*Activity:* Retype exactly the lines from the one holding "Target: wooden planter box" through the final line of the data, both included.

(Natural-language object grounding data)

—————

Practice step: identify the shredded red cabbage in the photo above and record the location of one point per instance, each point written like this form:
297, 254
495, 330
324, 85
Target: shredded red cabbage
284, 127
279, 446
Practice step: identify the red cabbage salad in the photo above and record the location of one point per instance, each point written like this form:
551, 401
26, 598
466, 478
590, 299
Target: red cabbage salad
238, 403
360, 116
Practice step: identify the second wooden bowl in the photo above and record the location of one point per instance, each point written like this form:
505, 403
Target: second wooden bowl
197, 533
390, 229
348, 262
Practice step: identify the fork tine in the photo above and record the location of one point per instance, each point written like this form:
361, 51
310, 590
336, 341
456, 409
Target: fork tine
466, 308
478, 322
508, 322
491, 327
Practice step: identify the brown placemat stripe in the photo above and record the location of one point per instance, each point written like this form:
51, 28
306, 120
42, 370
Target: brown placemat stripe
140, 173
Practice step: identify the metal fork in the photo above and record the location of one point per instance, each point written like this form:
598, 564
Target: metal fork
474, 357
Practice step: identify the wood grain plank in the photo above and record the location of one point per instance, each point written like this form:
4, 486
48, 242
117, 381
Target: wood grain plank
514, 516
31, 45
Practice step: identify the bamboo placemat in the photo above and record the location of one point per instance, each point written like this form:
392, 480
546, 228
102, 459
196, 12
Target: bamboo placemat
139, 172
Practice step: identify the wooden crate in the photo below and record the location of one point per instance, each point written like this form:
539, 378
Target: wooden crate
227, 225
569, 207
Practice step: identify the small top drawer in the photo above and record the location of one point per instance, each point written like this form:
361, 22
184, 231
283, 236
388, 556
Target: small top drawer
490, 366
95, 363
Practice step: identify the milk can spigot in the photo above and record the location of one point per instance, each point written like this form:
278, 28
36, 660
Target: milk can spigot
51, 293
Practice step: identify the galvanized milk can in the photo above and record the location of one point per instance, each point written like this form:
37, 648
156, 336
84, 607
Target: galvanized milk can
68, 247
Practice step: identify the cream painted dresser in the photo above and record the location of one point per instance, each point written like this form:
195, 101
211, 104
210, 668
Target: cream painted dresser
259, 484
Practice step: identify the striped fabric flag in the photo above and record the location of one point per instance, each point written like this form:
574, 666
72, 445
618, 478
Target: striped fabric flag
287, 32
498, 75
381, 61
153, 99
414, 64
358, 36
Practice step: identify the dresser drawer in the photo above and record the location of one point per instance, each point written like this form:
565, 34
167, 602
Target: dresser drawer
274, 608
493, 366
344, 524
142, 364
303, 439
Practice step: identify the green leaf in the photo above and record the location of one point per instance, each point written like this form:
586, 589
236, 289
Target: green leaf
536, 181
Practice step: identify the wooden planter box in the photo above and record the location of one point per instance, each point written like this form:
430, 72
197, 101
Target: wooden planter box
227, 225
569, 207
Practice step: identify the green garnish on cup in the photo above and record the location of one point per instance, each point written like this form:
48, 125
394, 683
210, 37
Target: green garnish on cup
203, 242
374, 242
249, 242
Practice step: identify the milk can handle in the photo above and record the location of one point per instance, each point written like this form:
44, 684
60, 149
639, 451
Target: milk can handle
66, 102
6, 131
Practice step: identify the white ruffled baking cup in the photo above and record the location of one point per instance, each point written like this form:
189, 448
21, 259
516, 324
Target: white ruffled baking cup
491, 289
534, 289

—————

*Task answer:*
Target: wooden planter box
227, 225
569, 207
Practice step: identify the green garnish on cup in the photo above and record the location of one point per instance, each point written like this form:
48, 125
394, 683
210, 37
Target: green garnish on cup
203, 242
374, 242
249, 242
Practice step: identify the milk can handle in the photo above and record the location of one point per instance, each point written like this form:
44, 684
60, 149
639, 451
Target: milk can handle
66, 102
6, 131
Practice step: identify the white ruffled baking cup in the photo above and record the location of one point per instance, each point written like this form:
189, 448
21, 259
516, 324
Target: white ruffled baking cup
491, 289
534, 289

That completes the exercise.